Work order:
In the listing below, find each line with the string "shelf" and return it.

Records shown:
▼

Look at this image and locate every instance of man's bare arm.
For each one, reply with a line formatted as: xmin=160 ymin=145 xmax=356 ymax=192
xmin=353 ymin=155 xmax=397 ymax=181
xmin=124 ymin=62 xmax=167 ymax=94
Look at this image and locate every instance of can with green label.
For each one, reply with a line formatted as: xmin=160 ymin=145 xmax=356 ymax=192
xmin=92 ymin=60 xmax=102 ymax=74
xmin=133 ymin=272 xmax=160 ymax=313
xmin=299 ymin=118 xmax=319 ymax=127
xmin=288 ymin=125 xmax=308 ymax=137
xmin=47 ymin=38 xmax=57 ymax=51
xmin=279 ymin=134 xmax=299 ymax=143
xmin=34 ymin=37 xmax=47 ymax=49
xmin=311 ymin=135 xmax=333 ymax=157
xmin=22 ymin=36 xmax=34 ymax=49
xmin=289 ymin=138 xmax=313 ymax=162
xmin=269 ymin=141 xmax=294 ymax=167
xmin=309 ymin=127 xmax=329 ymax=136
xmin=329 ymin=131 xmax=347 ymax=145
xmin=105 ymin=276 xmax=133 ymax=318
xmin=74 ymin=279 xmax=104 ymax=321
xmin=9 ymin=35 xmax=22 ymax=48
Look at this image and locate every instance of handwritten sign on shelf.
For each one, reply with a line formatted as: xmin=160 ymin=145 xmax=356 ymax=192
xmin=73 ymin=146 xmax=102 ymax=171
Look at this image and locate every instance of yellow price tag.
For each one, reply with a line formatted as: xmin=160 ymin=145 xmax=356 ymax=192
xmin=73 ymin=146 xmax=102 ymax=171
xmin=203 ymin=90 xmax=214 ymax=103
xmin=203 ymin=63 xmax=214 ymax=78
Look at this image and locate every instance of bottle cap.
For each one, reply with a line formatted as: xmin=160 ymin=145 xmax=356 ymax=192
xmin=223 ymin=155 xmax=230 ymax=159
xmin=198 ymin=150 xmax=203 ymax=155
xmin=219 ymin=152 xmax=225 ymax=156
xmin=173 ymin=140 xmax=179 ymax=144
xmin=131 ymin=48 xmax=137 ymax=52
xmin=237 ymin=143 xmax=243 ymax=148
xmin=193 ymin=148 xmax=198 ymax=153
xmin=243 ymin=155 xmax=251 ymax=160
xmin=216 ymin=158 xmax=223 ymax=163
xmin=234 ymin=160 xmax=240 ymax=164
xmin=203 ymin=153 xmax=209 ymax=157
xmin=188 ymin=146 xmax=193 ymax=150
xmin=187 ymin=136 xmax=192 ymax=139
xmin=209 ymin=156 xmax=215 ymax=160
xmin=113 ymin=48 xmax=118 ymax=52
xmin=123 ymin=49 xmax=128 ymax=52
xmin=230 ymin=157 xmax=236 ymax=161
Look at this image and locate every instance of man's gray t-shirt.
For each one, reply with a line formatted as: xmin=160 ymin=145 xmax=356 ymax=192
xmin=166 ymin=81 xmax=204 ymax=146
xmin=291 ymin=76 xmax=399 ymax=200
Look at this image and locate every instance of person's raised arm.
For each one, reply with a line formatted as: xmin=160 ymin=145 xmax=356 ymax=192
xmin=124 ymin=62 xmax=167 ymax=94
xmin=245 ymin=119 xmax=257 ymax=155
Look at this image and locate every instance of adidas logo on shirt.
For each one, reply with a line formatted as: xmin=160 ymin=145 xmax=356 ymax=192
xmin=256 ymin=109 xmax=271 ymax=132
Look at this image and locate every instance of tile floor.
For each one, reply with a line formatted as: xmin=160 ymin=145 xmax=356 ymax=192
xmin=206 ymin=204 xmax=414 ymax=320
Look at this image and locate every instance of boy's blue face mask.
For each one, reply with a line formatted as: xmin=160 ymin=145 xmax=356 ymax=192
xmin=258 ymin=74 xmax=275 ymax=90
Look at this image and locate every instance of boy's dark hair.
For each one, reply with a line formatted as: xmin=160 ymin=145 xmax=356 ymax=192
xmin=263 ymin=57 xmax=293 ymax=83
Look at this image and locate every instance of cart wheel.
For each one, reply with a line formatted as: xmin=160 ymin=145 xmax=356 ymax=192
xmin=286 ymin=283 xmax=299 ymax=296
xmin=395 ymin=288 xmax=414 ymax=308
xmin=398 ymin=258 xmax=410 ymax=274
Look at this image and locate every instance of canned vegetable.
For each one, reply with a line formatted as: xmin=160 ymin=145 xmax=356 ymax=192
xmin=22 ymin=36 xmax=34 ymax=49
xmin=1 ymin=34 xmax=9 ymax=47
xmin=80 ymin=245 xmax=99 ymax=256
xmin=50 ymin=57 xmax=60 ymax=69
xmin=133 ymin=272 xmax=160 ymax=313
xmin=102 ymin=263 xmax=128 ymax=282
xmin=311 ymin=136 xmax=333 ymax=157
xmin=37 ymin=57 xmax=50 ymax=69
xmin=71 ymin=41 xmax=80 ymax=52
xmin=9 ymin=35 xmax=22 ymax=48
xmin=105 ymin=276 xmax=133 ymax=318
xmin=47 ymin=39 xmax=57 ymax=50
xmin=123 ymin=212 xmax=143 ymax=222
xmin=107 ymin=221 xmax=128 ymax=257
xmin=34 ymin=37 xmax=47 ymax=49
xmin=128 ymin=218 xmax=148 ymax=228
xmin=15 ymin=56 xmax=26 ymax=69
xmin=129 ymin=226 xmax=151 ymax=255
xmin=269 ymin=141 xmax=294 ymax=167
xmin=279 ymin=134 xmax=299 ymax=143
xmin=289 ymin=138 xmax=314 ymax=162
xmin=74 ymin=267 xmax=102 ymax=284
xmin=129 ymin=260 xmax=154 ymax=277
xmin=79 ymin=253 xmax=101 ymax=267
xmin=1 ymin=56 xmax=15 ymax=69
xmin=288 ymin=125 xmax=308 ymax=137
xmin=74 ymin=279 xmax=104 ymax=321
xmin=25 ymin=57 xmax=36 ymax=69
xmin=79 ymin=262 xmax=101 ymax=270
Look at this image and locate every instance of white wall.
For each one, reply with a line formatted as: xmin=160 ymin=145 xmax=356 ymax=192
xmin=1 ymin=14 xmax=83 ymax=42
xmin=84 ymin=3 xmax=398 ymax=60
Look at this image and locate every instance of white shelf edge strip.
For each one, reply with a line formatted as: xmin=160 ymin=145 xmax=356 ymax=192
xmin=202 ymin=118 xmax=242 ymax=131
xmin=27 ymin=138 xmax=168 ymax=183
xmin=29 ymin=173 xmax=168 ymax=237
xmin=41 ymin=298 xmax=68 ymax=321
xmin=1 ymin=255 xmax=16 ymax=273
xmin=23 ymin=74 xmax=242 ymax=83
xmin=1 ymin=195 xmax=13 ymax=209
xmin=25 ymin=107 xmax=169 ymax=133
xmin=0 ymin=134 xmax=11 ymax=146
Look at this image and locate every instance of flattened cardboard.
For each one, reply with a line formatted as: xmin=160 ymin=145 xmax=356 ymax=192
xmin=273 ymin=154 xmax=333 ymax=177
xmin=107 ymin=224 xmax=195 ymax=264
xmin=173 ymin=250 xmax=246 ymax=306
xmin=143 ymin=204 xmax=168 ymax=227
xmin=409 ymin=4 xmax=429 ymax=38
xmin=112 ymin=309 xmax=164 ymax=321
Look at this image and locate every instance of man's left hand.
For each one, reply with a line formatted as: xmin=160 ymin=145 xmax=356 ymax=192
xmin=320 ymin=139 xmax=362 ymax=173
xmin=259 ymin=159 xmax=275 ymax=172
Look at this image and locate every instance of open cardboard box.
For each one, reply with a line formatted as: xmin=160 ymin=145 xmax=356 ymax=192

▲

Written response:
Look at this image and locate every instance of handwritten sign on shelf.
Look at this image and locate every instance of white shelf edge strip.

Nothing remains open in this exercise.